Repeat word for word every line from the one holding "Target: eyeglasses" to the end of the material below.

(Data to use begins)

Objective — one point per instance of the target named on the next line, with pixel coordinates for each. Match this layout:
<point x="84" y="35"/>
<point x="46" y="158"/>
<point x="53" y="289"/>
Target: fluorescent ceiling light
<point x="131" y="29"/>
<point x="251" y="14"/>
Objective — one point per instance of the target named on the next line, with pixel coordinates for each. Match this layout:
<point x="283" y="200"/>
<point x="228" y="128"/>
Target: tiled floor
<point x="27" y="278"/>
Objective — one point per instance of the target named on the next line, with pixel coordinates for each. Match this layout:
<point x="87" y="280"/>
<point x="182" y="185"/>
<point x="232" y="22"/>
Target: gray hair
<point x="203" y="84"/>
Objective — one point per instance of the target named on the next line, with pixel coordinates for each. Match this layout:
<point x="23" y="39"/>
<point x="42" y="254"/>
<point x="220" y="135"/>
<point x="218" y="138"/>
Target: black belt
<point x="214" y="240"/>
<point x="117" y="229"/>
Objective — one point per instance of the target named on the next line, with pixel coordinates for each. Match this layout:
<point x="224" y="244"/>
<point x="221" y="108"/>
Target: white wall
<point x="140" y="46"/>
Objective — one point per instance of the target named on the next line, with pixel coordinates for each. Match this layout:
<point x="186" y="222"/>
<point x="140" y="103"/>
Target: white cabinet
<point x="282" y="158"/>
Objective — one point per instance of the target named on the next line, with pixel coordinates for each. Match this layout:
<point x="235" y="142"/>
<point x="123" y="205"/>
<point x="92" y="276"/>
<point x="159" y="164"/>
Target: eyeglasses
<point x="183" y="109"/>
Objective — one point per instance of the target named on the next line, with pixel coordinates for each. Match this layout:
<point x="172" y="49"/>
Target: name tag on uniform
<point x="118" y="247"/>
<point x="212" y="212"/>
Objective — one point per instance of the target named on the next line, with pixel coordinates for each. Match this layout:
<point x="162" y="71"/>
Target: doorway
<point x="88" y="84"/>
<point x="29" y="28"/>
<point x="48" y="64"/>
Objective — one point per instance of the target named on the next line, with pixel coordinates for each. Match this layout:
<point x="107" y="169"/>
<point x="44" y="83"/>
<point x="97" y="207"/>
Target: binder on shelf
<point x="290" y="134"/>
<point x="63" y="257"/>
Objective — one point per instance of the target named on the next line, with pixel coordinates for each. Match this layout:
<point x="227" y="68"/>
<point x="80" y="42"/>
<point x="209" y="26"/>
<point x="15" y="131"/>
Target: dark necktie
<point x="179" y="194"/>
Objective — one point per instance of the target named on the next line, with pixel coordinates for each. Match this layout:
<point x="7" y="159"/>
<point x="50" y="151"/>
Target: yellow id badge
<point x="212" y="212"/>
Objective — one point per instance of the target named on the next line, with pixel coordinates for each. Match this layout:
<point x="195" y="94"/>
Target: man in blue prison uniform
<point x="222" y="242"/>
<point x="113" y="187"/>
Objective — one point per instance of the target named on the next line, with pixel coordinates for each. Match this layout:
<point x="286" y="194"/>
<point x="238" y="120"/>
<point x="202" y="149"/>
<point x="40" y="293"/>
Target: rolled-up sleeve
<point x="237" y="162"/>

(Data to use ends)

» **Answer section**
Target: eyeglasses
<point x="183" y="109"/>
Objective — one point per instance of the target named on the next line, with pixel coordinates for each. Match this layout:
<point x="172" y="49"/>
Target: name tag on uniform
<point x="118" y="247"/>
<point x="212" y="212"/>
Objective — one point per instance of the target named on the next line, with pixel coordinates for each. Match this layout:
<point x="162" y="71"/>
Target: doorway
<point x="88" y="84"/>
<point x="29" y="28"/>
<point x="48" y="64"/>
Objective — one point per instance of the target named on the next line, with pixel coordinates for each. Match this layout:
<point x="107" y="169"/>
<point x="44" y="83"/>
<point x="97" y="207"/>
Target: binder on shelf
<point x="290" y="134"/>
<point x="63" y="257"/>
Objective — one point per instance of the target named on the next line, with pixel coordinates for each. Match this layout:
<point x="227" y="68"/>
<point x="80" y="42"/>
<point x="209" y="26"/>
<point x="15" y="131"/>
Target: dark necktie
<point x="179" y="194"/>
Objective — one point per instance of the target named on the next line, with pixel coordinates for each. Match this layout:
<point x="7" y="159"/>
<point x="50" y="151"/>
Target: yellow id badge
<point x="212" y="212"/>
Objective — one point per instance of the target named on the next line, with pixel coordinates for each. Match this layout:
<point x="195" y="94"/>
Target: man in blue prison uniform
<point x="222" y="242"/>
<point x="113" y="187"/>
Objective — one point per instance of the target named on the next line, with pixel coordinates for each. Match this layout:
<point x="286" y="194"/>
<point x="238" y="120"/>
<point x="202" y="149"/>
<point x="40" y="293"/>
Target: rolled-up sleeve
<point x="237" y="162"/>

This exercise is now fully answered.